*WHAT YOU SHOULD DO*
Give the lines of the items from the one containing "Annotation task — locate each instance of the tiger's front" through the end of the items, both included, as a Markdown table with the columns Row and Line. Leave out blank lines and pictures.

*SUPPLIED INFORMATION*

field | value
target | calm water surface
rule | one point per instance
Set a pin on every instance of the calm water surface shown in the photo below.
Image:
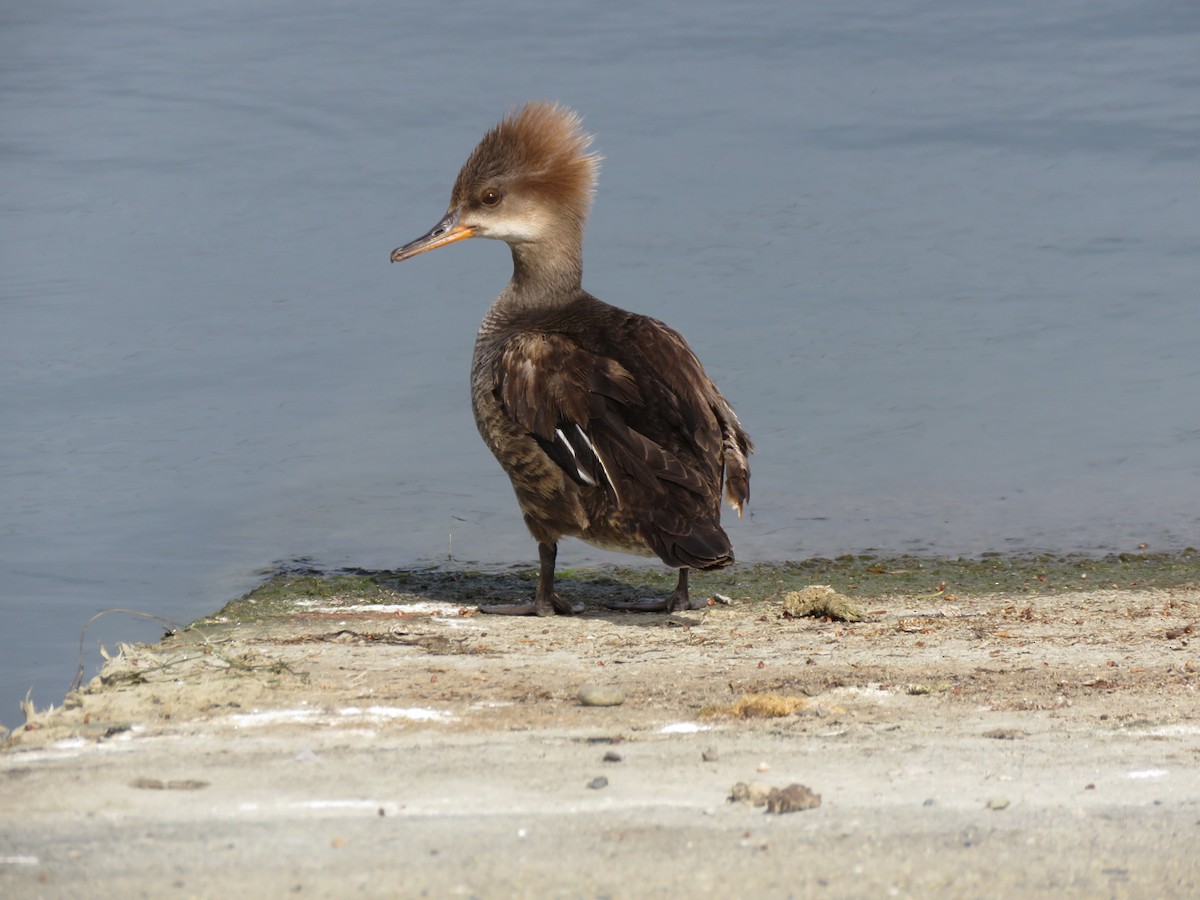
(943, 258)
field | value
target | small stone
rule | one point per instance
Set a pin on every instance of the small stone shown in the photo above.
(599, 695)
(792, 798)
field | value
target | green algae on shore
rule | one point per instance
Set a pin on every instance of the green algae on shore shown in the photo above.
(864, 575)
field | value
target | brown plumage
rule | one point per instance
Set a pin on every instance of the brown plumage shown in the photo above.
(604, 419)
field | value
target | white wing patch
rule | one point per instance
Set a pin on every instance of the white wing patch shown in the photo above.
(580, 443)
(579, 471)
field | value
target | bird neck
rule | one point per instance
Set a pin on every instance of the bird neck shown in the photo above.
(547, 273)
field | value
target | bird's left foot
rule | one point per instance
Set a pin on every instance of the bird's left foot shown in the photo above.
(556, 605)
(672, 603)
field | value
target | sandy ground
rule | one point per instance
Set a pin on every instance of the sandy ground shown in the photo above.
(991, 747)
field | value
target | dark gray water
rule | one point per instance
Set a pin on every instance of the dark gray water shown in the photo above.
(943, 258)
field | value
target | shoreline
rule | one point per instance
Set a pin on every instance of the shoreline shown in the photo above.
(371, 732)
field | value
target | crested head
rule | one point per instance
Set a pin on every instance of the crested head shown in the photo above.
(540, 151)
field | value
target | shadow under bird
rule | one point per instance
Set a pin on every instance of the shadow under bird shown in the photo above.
(604, 419)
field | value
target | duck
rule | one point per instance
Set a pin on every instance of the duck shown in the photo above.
(605, 420)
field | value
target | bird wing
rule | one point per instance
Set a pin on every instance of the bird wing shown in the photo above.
(604, 423)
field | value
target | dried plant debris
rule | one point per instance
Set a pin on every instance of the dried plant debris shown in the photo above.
(759, 706)
(793, 798)
(778, 801)
(821, 601)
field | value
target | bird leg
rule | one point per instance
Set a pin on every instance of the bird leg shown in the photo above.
(545, 601)
(676, 601)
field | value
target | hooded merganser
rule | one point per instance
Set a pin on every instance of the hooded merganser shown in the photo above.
(604, 419)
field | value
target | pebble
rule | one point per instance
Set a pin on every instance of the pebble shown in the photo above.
(599, 695)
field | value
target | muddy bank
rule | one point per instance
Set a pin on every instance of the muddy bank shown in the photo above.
(989, 727)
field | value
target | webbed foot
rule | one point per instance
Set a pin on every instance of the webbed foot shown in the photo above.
(672, 603)
(539, 606)
(676, 601)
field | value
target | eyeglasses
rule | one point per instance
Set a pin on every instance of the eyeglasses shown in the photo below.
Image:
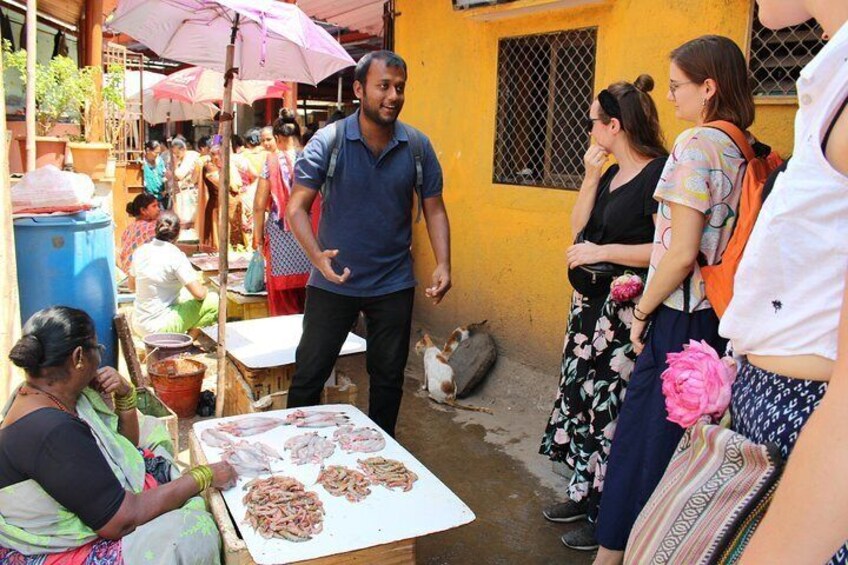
(590, 123)
(673, 86)
(98, 346)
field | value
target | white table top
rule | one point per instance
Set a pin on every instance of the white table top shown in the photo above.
(271, 342)
(385, 516)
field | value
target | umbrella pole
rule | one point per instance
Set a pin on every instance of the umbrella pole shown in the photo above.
(223, 219)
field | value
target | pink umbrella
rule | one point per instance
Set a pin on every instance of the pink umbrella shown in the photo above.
(196, 84)
(275, 40)
(268, 40)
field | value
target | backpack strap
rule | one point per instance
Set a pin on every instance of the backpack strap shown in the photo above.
(737, 135)
(417, 147)
(335, 146)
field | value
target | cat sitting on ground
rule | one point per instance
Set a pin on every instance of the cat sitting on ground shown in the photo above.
(438, 374)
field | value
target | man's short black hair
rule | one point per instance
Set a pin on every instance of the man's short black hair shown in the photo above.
(390, 58)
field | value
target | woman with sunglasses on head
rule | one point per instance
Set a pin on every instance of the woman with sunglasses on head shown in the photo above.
(614, 220)
(75, 484)
(698, 196)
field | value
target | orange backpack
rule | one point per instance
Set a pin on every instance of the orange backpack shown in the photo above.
(718, 278)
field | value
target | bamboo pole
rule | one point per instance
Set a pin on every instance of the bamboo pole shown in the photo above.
(10, 327)
(223, 219)
(32, 33)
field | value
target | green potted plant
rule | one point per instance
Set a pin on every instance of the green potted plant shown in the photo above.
(53, 101)
(91, 155)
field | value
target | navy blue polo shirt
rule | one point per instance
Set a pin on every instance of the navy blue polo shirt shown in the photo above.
(368, 215)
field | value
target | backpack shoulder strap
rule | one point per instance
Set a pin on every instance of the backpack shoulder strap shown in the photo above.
(417, 147)
(737, 135)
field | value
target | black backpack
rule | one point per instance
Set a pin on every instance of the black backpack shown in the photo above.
(415, 144)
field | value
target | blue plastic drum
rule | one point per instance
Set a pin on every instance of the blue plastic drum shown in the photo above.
(70, 261)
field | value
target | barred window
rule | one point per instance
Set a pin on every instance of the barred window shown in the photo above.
(777, 57)
(545, 87)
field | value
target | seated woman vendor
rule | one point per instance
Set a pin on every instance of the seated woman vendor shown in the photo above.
(74, 486)
(169, 295)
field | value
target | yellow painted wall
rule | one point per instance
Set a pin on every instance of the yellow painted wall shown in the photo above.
(509, 242)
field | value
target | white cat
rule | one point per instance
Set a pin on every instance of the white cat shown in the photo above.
(438, 374)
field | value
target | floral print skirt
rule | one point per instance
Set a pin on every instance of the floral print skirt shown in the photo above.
(597, 361)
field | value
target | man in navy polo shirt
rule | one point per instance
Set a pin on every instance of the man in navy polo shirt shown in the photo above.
(361, 257)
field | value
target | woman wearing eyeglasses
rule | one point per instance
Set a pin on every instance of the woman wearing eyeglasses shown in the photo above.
(614, 222)
(698, 196)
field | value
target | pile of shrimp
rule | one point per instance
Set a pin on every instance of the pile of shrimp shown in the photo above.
(359, 440)
(280, 507)
(387, 472)
(341, 481)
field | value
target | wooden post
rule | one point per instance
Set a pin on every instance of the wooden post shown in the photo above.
(32, 33)
(94, 58)
(223, 219)
(10, 327)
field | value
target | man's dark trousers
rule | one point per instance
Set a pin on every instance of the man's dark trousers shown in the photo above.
(328, 318)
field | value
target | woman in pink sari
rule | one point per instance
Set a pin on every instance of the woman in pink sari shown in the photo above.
(287, 267)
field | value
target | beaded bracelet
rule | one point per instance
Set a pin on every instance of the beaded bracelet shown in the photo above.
(202, 475)
(127, 402)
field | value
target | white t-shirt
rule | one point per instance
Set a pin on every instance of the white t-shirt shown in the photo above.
(161, 270)
(788, 290)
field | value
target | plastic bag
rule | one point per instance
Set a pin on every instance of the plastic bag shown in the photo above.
(254, 279)
(48, 189)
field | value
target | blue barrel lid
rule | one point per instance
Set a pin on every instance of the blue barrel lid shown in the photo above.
(94, 217)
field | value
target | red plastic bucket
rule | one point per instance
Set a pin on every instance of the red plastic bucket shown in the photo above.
(165, 345)
(177, 383)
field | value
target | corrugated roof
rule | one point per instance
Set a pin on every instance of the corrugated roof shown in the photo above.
(364, 16)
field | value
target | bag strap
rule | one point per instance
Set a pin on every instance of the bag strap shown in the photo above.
(335, 146)
(737, 135)
(417, 147)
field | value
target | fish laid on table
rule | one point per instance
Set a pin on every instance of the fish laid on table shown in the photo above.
(250, 459)
(250, 426)
(388, 472)
(359, 440)
(317, 418)
(309, 448)
(281, 507)
(341, 481)
(215, 438)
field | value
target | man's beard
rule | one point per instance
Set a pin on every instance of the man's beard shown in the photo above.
(374, 115)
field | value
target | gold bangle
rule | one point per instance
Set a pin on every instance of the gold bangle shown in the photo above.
(637, 311)
(202, 475)
(127, 402)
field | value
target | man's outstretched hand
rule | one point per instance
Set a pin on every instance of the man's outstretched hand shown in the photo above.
(441, 284)
(324, 263)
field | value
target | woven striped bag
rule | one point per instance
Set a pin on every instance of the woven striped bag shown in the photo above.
(710, 500)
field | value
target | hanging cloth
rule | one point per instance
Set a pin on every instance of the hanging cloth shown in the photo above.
(6, 29)
(60, 44)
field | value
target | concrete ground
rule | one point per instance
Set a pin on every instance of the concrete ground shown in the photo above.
(489, 461)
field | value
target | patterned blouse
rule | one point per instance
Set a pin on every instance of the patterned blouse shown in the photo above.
(137, 234)
(704, 172)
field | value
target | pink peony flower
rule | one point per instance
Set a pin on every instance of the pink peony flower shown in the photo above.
(626, 287)
(697, 383)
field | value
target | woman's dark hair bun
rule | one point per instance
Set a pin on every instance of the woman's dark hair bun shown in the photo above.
(644, 82)
(28, 353)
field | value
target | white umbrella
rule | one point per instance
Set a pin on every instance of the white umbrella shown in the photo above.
(158, 111)
(268, 40)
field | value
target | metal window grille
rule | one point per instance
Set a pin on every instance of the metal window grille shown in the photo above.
(545, 87)
(777, 57)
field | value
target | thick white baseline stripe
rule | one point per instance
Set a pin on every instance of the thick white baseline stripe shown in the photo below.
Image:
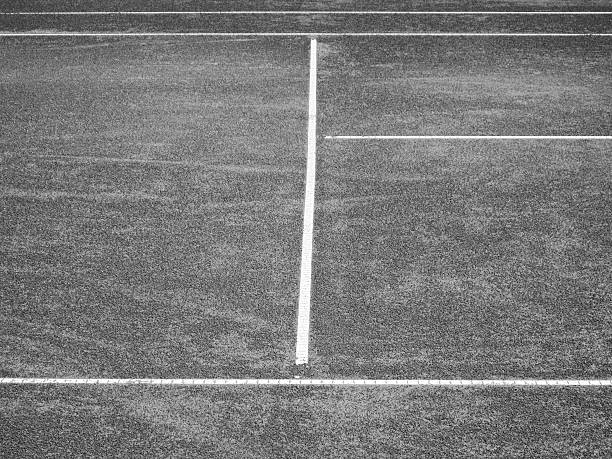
(303, 324)
(310, 382)
(299, 34)
(468, 137)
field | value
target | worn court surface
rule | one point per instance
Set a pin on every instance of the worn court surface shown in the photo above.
(464, 258)
(153, 201)
(177, 255)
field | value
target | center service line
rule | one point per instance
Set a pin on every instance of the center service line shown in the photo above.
(303, 325)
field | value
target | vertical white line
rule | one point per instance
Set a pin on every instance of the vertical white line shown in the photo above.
(303, 326)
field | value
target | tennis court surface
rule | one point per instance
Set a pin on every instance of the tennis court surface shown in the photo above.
(153, 188)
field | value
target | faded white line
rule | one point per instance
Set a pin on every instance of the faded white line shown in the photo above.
(299, 34)
(312, 382)
(468, 137)
(305, 12)
(303, 323)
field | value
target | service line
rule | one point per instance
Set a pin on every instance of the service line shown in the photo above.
(312, 382)
(468, 137)
(301, 34)
(295, 12)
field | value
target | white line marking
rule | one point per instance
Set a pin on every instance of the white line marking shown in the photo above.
(280, 12)
(309, 382)
(303, 325)
(468, 137)
(299, 34)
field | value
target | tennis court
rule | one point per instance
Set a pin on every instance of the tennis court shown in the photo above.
(154, 188)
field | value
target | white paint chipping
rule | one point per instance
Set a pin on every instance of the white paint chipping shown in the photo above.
(305, 12)
(312, 382)
(299, 34)
(468, 137)
(303, 323)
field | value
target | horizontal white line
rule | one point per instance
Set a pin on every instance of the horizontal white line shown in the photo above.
(312, 382)
(299, 34)
(469, 137)
(280, 12)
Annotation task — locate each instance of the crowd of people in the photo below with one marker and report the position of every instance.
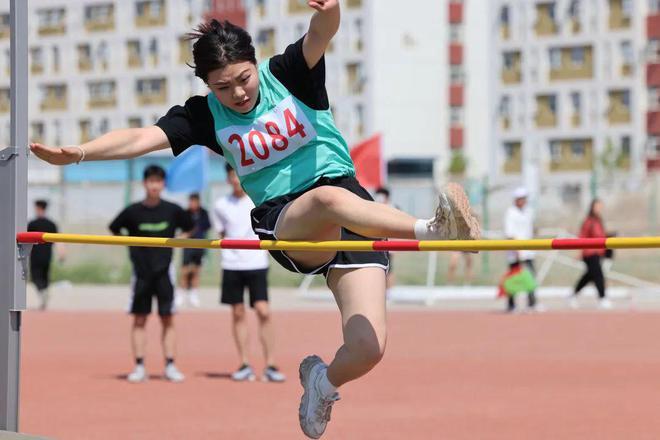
(273, 124)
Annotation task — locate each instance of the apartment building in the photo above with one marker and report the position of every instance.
(383, 71)
(97, 65)
(572, 88)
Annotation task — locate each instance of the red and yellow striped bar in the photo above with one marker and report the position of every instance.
(366, 246)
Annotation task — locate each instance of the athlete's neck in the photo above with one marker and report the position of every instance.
(151, 201)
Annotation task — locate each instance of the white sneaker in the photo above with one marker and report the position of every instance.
(244, 373)
(453, 218)
(272, 374)
(139, 374)
(605, 304)
(314, 412)
(193, 299)
(44, 296)
(539, 308)
(173, 374)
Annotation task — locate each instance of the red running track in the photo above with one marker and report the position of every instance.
(449, 375)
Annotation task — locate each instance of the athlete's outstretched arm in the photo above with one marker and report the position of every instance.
(117, 144)
(322, 27)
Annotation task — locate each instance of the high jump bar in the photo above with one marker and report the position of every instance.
(343, 245)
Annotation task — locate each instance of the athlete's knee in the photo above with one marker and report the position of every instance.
(238, 312)
(262, 311)
(328, 198)
(140, 321)
(369, 351)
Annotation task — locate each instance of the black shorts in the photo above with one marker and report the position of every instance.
(159, 285)
(40, 274)
(234, 283)
(264, 222)
(193, 257)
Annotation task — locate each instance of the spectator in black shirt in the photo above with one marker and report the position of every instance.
(192, 258)
(41, 255)
(152, 272)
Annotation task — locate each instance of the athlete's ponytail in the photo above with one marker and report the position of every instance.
(218, 45)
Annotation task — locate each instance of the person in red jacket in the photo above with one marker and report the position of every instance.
(592, 227)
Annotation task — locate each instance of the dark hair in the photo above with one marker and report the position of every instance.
(591, 208)
(218, 45)
(153, 171)
(384, 191)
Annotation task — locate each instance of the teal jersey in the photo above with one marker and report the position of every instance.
(282, 146)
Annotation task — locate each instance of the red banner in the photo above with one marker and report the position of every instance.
(369, 162)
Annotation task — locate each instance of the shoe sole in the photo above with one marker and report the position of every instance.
(303, 372)
(467, 226)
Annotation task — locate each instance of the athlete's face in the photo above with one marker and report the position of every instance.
(236, 86)
(154, 185)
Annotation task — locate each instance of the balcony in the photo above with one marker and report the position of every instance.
(653, 75)
(47, 30)
(572, 155)
(511, 70)
(618, 111)
(546, 112)
(4, 101)
(456, 137)
(618, 18)
(54, 100)
(456, 95)
(653, 26)
(4, 26)
(455, 54)
(455, 13)
(545, 24)
(99, 102)
(653, 123)
(571, 67)
(513, 162)
(150, 13)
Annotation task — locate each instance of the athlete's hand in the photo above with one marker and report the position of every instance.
(56, 155)
(323, 5)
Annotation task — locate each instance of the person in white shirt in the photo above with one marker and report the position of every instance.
(519, 225)
(244, 269)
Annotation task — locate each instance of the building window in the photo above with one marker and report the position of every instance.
(555, 58)
(577, 150)
(99, 17)
(653, 146)
(456, 74)
(456, 115)
(577, 56)
(555, 151)
(455, 33)
(4, 25)
(56, 59)
(37, 131)
(509, 60)
(576, 101)
(654, 6)
(627, 8)
(504, 15)
(51, 21)
(625, 99)
(37, 58)
(654, 98)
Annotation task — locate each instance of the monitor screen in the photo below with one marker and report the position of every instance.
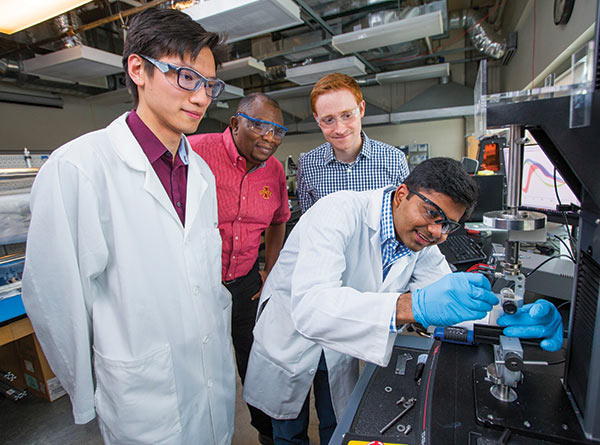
(537, 186)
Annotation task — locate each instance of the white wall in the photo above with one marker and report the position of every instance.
(44, 129)
(445, 138)
(550, 40)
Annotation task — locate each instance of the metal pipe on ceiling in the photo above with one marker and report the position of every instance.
(89, 26)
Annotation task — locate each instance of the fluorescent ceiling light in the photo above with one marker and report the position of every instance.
(234, 69)
(421, 72)
(15, 16)
(242, 19)
(75, 64)
(309, 74)
(392, 33)
(231, 92)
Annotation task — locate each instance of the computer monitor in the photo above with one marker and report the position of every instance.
(537, 183)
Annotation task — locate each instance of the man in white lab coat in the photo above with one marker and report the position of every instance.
(123, 270)
(356, 267)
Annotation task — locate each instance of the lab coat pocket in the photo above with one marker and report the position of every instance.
(136, 399)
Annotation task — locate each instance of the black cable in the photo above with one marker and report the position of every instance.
(544, 262)
(564, 214)
(567, 247)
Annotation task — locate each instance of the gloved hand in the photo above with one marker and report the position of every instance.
(536, 320)
(452, 299)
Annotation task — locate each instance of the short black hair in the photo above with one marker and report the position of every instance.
(166, 32)
(246, 102)
(447, 176)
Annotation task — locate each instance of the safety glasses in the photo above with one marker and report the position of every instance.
(346, 117)
(263, 128)
(189, 79)
(434, 214)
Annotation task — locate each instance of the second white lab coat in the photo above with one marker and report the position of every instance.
(326, 294)
(127, 302)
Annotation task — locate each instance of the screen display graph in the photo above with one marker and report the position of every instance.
(537, 185)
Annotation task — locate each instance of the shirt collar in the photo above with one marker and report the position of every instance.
(151, 145)
(365, 151)
(387, 220)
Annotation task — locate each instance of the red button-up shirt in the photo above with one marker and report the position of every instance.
(172, 175)
(248, 202)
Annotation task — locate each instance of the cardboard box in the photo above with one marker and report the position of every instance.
(39, 378)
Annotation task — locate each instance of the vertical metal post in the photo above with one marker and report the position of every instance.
(515, 168)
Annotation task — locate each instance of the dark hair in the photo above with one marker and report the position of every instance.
(447, 176)
(247, 101)
(159, 32)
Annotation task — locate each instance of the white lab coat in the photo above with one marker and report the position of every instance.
(127, 302)
(326, 293)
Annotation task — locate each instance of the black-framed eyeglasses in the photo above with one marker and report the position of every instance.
(434, 214)
(189, 79)
(263, 127)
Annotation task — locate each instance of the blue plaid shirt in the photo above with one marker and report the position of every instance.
(391, 249)
(320, 173)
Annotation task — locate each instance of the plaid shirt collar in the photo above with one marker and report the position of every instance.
(366, 150)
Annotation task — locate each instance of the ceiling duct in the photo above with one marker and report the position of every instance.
(481, 33)
(242, 19)
(442, 101)
(418, 73)
(76, 64)
(12, 71)
(309, 74)
(405, 30)
(234, 69)
(30, 99)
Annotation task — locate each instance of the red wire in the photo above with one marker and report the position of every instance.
(533, 43)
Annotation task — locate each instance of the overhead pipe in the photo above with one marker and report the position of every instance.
(482, 35)
(73, 31)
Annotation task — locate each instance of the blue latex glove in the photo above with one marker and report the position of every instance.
(536, 320)
(452, 299)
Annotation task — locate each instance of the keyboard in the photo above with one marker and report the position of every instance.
(461, 249)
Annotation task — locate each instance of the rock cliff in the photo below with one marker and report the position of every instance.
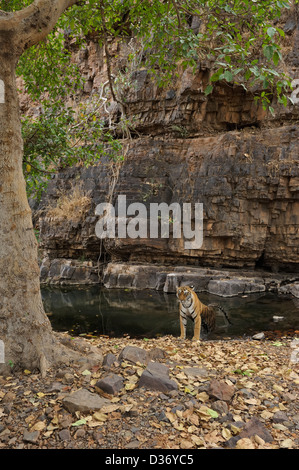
(222, 151)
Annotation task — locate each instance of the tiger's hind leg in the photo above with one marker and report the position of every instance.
(197, 328)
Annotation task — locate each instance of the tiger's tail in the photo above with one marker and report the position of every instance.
(222, 310)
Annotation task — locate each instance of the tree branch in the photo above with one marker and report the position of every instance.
(33, 23)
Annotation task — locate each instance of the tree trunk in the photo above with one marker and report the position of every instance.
(24, 328)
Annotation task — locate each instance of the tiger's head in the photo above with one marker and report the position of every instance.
(184, 292)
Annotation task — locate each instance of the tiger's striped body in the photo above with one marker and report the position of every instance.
(191, 307)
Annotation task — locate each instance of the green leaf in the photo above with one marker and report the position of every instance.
(228, 76)
(276, 57)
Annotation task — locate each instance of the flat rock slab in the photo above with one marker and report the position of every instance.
(111, 384)
(83, 400)
(156, 377)
(221, 390)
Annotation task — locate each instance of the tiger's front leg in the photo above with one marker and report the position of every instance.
(183, 322)
(197, 327)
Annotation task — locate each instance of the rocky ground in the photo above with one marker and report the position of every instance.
(159, 394)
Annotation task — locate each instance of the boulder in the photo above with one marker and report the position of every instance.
(221, 390)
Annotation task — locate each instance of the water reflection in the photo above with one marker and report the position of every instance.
(147, 313)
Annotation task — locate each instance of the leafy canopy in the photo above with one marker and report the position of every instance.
(240, 40)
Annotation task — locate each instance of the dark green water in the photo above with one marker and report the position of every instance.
(118, 312)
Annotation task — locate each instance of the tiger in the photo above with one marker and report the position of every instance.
(202, 315)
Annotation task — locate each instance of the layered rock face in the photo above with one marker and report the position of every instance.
(222, 151)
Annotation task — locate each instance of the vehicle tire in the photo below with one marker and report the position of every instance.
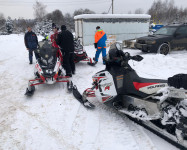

*CORRECT ANSWER*
| Row | Line |
|---|---|
| 1 | Annotation task — locate each instance of the tiger's front leg in the photo above with one marker and report the position of every instance. |
| 2 | (183, 322) |
| 3 | (197, 327) |
| 4 | Annotation task — locate each instance of the rocky ground in the photo above with one marker and report the position of every instance. |
| 5 | (159, 394) |
| 6 | Annotation task — locate each instance of the boulder in the photo above with one marker and report the position of every instance. |
| 7 | (221, 390) |
| 8 | Annotation task — locate each instance of the water reflection in the photo above with one marker and report the position of every instance. |
| 9 | (147, 313) |
| 10 | Annotation task — locate each instance of the leafy canopy in the photo above with one marker and report the position of every instance. |
| 11 | (240, 40) |
| 12 | Annotation task — locate each instance of the dark green water in the photo above with one marker and report the position of every instance. |
| 13 | (118, 312) |
| 14 | Annotation task — locate each instance of the tiger in the photo above with one marker and report the position of every instance. |
| 15 | (202, 315) |
| 16 | Annotation task — locate each instance of the layered rock face in the photo above with one marker and report the position of every instance. |
| 17 | (222, 151) |
| 18 | Annotation task — locate each instance of the vehicle tire in the photo below with one marker and report the position of every instance. |